Excerpted text:
* * * *

Physiologically, TGFα acts on numerous cell types throughout the body, including many of neural origin (for review, see Derynck, 1992, supra). It supports the survival of cultured central neurons (Morrison et al., Science 238:72-75, 1987; Zhang et al., Cell. Regul. 1:511-521, 1990) and, unlike EGF, enhances survival and neurite outgrowth of dorsal root ganglion sensory neurons (Chalazonitis et al., J. Neurosci. 12:583-594, 1992). It also stimulates proliferation and differentiation of neuronal and glial progenitor cells from developing and adult brains (Anchan et al., Neuron 6:923-936, 1991).
The trophic effects of EGF-family peptides on mesencephalic dopaminergic neurons in culture have also been studied in recent years. EGF enhances the survival of E16 dopamine neurons in mixed midbrain cultures (Casper et al., J. Neurosci. Res. 30:372-381, 1991), but the degree to which it stimulates dopamine uptake is modest (Knusel et al., J. Neurosci. 10:558-570, 1990). TGFα also supports the survival of mesencephalic dopamine neurons in dissociated cell culture, but its effect is more selective than that of EGF (Ferrari et al., J. Neurosci. Res. 30:493-497, 1991; Alexi and Hefti, Neurosci. 55:903-918, 1993).

* * * *

Work task 1: In the TGFα text, which sensory neurons does TGFα, unlike EGF, help survive and grow neurites?
Work task 2: Repeat the part of the TGFα text that begins at the words "Physiologically, TGFα acts" and stops after "Neuron 6:923-936, 1991).".
Work task 3: Turn the paragraph of the TGFα text that opens with "The trophic effects of EGF-family peptides" into a short list that keeps its main facts.

* * * *

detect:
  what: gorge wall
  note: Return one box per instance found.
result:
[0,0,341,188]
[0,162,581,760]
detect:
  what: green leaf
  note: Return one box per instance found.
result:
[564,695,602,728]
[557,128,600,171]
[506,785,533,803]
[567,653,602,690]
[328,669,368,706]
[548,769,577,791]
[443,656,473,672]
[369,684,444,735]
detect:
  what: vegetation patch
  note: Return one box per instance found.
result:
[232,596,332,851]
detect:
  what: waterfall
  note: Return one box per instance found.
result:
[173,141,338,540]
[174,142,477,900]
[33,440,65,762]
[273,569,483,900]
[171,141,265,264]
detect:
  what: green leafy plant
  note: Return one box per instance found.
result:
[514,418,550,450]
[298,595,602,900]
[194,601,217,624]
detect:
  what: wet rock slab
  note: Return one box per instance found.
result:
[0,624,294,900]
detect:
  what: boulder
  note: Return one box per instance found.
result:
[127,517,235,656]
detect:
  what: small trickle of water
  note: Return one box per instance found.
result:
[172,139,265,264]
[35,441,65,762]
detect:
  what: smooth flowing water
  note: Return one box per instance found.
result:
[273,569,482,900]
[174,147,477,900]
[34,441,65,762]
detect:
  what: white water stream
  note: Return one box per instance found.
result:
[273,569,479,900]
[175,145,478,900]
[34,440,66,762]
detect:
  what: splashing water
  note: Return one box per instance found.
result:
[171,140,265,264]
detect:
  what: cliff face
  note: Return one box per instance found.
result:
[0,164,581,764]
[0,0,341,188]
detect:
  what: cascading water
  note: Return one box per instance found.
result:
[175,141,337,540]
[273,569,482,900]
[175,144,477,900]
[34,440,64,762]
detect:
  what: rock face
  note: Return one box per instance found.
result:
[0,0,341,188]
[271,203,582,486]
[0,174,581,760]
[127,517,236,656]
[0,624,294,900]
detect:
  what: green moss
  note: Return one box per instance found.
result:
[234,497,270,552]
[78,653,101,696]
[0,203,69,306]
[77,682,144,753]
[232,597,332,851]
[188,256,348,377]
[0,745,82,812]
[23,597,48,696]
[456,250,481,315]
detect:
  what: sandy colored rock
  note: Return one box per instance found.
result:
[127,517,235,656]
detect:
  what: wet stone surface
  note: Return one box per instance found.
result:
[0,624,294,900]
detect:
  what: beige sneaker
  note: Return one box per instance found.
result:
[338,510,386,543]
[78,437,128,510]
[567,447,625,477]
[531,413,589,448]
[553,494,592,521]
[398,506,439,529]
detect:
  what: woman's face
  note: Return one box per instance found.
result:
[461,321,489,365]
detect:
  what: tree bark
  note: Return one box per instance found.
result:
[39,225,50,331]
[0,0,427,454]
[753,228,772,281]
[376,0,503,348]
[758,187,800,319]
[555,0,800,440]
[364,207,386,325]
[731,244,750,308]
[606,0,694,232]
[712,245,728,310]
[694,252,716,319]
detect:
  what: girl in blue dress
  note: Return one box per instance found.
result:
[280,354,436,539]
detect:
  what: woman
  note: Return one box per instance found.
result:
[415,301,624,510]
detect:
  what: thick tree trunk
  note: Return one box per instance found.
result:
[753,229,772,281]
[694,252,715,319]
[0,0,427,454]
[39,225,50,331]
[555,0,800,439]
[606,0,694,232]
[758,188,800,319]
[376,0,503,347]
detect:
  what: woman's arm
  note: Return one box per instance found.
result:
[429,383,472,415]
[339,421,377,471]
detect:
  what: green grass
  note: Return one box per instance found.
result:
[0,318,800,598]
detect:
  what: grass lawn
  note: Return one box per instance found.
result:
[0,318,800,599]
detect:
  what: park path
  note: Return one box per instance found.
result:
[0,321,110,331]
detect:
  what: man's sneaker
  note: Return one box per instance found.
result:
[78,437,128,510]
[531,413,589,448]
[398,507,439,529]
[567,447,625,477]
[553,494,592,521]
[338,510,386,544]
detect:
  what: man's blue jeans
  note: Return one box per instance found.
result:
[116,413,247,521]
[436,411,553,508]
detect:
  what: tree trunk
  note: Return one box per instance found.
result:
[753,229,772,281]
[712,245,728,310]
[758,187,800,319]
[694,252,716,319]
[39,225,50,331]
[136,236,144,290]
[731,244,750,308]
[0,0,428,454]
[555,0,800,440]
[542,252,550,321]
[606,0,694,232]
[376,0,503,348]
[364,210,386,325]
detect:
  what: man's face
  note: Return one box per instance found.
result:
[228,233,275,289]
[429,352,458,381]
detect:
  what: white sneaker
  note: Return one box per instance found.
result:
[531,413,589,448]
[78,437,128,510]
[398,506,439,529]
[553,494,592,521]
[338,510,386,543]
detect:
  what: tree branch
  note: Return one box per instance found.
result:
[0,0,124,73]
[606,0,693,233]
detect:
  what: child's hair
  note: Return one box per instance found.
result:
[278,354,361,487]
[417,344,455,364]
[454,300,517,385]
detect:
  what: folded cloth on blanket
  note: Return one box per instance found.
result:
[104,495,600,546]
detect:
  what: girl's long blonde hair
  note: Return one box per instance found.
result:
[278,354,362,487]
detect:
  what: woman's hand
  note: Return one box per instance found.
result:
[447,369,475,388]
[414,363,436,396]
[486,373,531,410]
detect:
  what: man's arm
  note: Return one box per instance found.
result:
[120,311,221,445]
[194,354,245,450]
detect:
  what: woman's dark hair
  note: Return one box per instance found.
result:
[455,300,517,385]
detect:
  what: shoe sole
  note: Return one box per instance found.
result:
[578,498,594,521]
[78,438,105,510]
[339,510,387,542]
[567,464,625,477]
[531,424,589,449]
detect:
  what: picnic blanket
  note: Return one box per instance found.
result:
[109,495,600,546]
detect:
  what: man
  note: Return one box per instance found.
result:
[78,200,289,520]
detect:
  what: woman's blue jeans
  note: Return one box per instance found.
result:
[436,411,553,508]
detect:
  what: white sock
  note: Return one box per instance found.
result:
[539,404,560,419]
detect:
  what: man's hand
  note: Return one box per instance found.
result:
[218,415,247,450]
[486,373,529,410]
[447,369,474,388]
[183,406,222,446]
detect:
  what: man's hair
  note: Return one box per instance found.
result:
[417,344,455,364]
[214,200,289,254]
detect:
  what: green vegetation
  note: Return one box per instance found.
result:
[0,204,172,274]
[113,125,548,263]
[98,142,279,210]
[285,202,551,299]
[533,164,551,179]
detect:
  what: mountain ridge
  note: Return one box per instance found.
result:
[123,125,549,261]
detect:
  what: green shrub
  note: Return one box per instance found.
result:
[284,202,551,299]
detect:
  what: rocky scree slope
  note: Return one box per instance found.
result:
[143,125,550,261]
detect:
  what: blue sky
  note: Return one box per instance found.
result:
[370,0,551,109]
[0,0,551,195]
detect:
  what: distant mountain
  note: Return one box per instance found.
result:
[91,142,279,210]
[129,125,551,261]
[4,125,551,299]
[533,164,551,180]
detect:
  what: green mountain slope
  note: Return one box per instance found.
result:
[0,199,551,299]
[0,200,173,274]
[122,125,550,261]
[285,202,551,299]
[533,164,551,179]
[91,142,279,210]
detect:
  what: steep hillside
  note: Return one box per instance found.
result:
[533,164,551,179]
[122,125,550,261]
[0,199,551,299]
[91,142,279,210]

* * * *

Answer area 1: Dorsal root ganglion sensory neurons.

Answer area 2:
Physiologically, TGFα acts on numerous cell types throughout the body, including many of neural origin (for review, see Derynck, 1992, supra). It supports the survival of cultured central neurons (Morrison et al., Science 238:72-75, 1987; Zhang et al., Cell. Regul. 1:511-521, 1990) and, unlike EGF, enhances survival and neurite outgrowth of dorsal root ganglion sensory neurons (Chalazonitis et al., J. Neurosci. 12:583-594, 1992). It also stimulates proliferation and differentiation of neuronal and glial progenitor cells from developing and adult brains (Anchan et al., Neuron 6:923-936, 1991).

Answer area 3:
- In recent years, researchers have studied how EGF-family peptides affect mesencephalic dopaminergic neurons in culture.
- EGF helps E16 dopamine neurons survive in mixed midbrain cultures, but it raises dopamine uptake only modestly.
- TGFα also helps mesencephalic dopamine neurons survive in dissociated cell culture, and its effect is more selective than that of EGF.